— Begin Records for this exercise —

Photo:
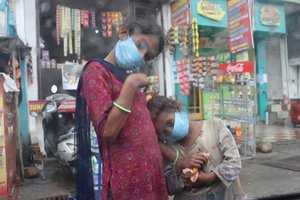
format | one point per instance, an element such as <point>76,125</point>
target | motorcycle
<point>58,128</point>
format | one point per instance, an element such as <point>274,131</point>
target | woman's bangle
<point>122,108</point>
<point>177,156</point>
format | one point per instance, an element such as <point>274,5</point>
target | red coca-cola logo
<point>235,68</point>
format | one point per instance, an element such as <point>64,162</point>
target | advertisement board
<point>239,26</point>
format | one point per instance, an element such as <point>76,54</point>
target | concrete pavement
<point>258,180</point>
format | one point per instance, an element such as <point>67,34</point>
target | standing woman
<point>131,159</point>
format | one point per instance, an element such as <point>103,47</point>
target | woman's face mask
<point>180,129</point>
<point>128,56</point>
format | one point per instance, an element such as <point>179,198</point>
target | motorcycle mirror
<point>54,89</point>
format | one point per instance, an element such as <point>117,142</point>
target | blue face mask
<point>181,127</point>
<point>128,56</point>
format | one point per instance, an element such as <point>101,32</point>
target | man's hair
<point>159,104</point>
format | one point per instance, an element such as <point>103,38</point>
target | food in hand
<point>193,173</point>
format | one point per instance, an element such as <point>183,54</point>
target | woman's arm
<point>107,119</point>
<point>117,118</point>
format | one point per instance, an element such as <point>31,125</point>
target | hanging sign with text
<point>239,26</point>
<point>180,13</point>
<point>237,67</point>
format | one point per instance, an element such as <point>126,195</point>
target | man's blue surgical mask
<point>128,56</point>
<point>181,127</point>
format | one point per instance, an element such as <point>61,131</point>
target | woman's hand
<point>197,160</point>
<point>137,80</point>
<point>204,179</point>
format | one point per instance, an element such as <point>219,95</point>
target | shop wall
<point>26,24</point>
<point>168,85</point>
<point>293,39</point>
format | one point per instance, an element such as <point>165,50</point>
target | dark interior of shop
<point>93,44</point>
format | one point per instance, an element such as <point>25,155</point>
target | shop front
<point>214,63</point>
<point>271,54</point>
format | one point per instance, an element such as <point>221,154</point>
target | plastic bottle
<point>238,132</point>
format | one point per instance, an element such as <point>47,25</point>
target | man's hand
<point>197,160</point>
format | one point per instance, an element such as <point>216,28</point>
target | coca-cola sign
<point>237,67</point>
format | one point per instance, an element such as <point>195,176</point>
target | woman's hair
<point>147,27</point>
<point>159,104</point>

— End Records for this exercise —

Transcribe the records verbatim and omit the images.

Photo:
format | one point per instance, an element such as <point>76,125</point>
target | motorcycle
<point>58,128</point>
format | one point per instance, an element such as <point>274,131</point>
target | woman's bangle
<point>122,108</point>
<point>177,156</point>
format | one point per instance, an element such as <point>274,5</point>
target | red coca-cola logo
<point>235,68</point>
format | one point per instance, an element such as <point>64,162</point>
target | advertisement board
<point>239,26</point>
format | one point per instance, an element such as <point>76,54</point>
target | concrete pavement
<point>258,180</point>
format | one point per instance, an element such as <point>67,34</point>
target | standing woman
<point>131,159</point>
format | one point per instance, an element such as <point>103,47</point>
target | woman's face mask
<point>180,129</point>
<point>128,56</point>
format | one point per instance, an element such as <point>179,198</point>
target | motorcycle mirror
<point>54,89</point>
format | one point per instance, an element such as <point>117,142</point>
target | blue face mask
<point>181,127</point>
<point>128,56</point>
format | one point per instance, an element such as <point>101,32</point>
target | man's hair
<point>159,104</point>
format | one point per instance, an element such as <point>103,38</point>
target | food in hand
<point>193,173</point>
format | one point per instance, an element such as <point>183,54</point>
target | woman's arm
<point>107,119</point>
<point>117,118</point>
format | one point per instance, an element such as <point>31,125</point>
target | hanging sign with text
<point>239,26</point>
<point>180,13</point>
<point>237,67</point>
format | one point per instance, an element such as <point>126,195</point>
target | man's blue surgical mask
<point>128,56</point>
<point>181,127</point>
format | one point per instance, an element such as <point>61,131</point>
target | woman's hand
<point>197,160</point>
<point>137,80</point>
<point>204,179</point>
format | one point per instance, an element such as <point>219,95</point>
target | shop wall
<point>26,24</point>
<point>168,85</point>
<point>293,39</point>
format | one point per instance, an element such as <point>165,50</point>
target | dark interior of shop
<point>93,44</point>
format | one point per instance, an element such as <point>25,155</point>
target | shop front
<point>214,63</point>
<point>271,54</point>
format | one point per instance, an element such as <point>221,154</point>
target | plastic bottle
<point>238,132</point>
format | one point per instance, an element such as <point>47,25</point>
target | man's hand
<point>197,160</point>
format | one point per instance, an element such as <point>216,28</point>
target | coca-cola sign
<point>237,67</point>
format | one point per instance, an element such as <point>195,176</point>
target | woman's hair
<point>147,27</point>
<point>159,104</point>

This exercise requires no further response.